Daten zum Zeigen auf Objekte in Fotos
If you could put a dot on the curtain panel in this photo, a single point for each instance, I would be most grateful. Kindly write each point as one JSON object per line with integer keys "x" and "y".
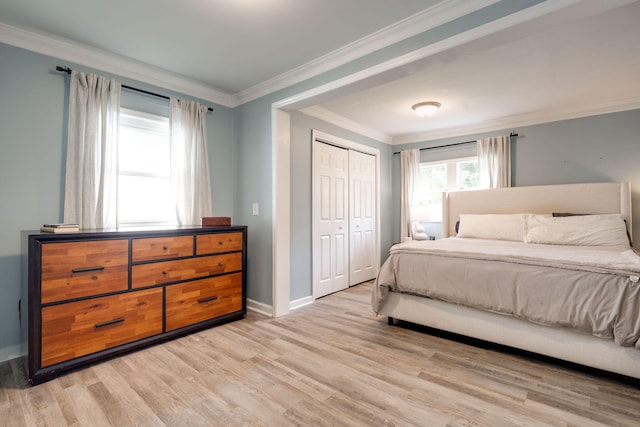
{"x": 189, "y": 161}
{"x": 92, "y": 151}
{"x": 409, "y": 170}
{"x": 494, "y": 161}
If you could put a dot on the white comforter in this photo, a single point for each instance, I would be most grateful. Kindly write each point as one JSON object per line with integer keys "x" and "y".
{"x": 592, "y": 289}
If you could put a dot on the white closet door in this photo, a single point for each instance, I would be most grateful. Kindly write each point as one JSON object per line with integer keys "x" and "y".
{"x": 362, "y": 187}
{"x": 330, "y": 219}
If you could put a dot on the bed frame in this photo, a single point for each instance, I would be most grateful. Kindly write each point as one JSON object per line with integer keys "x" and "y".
{"x": 561, "y": 343}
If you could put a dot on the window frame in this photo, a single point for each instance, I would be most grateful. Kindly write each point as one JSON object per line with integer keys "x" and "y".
{"x": 149, "y": 124}
{"x": 421, "y": 208}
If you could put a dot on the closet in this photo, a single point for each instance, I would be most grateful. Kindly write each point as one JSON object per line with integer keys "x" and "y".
{"x": 345, "y": 242}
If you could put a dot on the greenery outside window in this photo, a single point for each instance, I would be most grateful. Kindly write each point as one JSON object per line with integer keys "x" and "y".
{"x": 436, "y": 177}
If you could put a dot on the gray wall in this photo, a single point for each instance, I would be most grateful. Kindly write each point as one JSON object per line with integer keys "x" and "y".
{"x": 599, "y": 148}
{"x": 32, "y": 157}
{"x": 301, "y": 184}
{"x": 253, "y": 138}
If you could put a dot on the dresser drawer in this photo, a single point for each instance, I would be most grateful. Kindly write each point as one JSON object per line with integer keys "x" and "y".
{"x": 216, "y": 243}
{"x": 80, "y": 269}
{"x": 156, "y": 248}
{"x": 200, "y": 300}
{"x": 158, "y": 273}
{"x": 83, "y": 327}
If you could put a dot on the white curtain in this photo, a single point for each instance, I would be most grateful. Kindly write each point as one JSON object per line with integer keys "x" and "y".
{"x": 409, "y": 170}
{"x": 92, "y": 151}
{"x": 494, "y": 161}
{"x": 189, "y": 161}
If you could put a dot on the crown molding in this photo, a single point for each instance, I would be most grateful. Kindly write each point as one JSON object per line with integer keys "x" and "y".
{"x": 514, "y": 122}
{"x": 345, "y": 123}
{"x": 425, "y": 20}
{"x": 80, "y": 54}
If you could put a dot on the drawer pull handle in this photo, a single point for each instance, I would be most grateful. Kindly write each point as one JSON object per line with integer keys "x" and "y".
{"x": 110, "y": 322}
{"x": 84, "y": 270}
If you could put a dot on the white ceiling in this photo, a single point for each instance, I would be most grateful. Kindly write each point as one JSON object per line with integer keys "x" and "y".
{"x": 579, "y": 60}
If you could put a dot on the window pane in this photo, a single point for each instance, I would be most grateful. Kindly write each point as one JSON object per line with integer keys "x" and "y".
{"x": 468, "y": 174}
{"x": 145, "y": 199}
{"x": 144, "y": 163}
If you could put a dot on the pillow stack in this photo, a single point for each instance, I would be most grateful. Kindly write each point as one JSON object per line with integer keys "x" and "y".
{"x": 582, "y": 230}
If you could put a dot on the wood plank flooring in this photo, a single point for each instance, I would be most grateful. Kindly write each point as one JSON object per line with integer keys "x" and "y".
{"x": 331, "y": 363}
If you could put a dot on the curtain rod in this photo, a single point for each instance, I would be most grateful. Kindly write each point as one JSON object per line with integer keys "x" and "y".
{"x": 135, "y": 89}
{"x": 512, "y": 134}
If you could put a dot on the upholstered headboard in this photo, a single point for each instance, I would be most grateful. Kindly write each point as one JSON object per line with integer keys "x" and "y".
{"x": 593, "y": 198}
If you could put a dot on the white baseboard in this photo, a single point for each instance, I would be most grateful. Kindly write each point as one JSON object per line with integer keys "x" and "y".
{"x": 260, "y": 307}
{"x": 301, "y": 302}
{"x": 11, "y": 352}
{"x": 267, "y": 310}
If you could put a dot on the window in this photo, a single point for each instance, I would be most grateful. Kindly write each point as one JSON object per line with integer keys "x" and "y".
{"x": 144, "y": 170}
{"x": 437, "y": 177}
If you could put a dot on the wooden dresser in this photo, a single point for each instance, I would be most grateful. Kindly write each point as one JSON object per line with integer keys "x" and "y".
{"x": 92, "y": 295}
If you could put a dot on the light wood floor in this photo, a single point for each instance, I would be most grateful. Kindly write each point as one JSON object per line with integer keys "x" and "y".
{"x": 331, "y": 363}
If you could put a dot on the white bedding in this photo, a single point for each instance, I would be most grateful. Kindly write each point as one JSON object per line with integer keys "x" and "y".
{"x": 594, "y": 290}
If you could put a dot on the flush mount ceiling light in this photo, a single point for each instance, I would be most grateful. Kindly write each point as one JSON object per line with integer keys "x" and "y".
{"x": 425, "y": 109}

### Anweisungen und Vorgaben
Gib bitte die Zeilen von der Zeile mit „If you could put a dot on the light“ bis einschließlich der letzten Zeile der Daten vollständig wieder, auch die ohne Koordinaten. Addiere dabei -7 zu jeder Koordinate in den Antworten.

### Richtige Antwort
If you could put a dot on the light wood floor in this photo, a single point for each instance, I would be most grateful. Kindly write each point as one JSON object per line with integer keys "x" and "y".
{"x": 324, "y": 356}
If you could put a dot on the white bedding in this photo, a single point for each instance, I would be most grateful. Kindly write each point as one JSON object per line with integer keys "x" and "y".
{"x": 587, "y": 283}
If you could put a dot on the flush mount ceiling light in this photo, a single point for each instance, I would be most grateful. Kindly write each point as one JSON object per line with integer keys "x" and "y".
{"x": 418, "y": 102}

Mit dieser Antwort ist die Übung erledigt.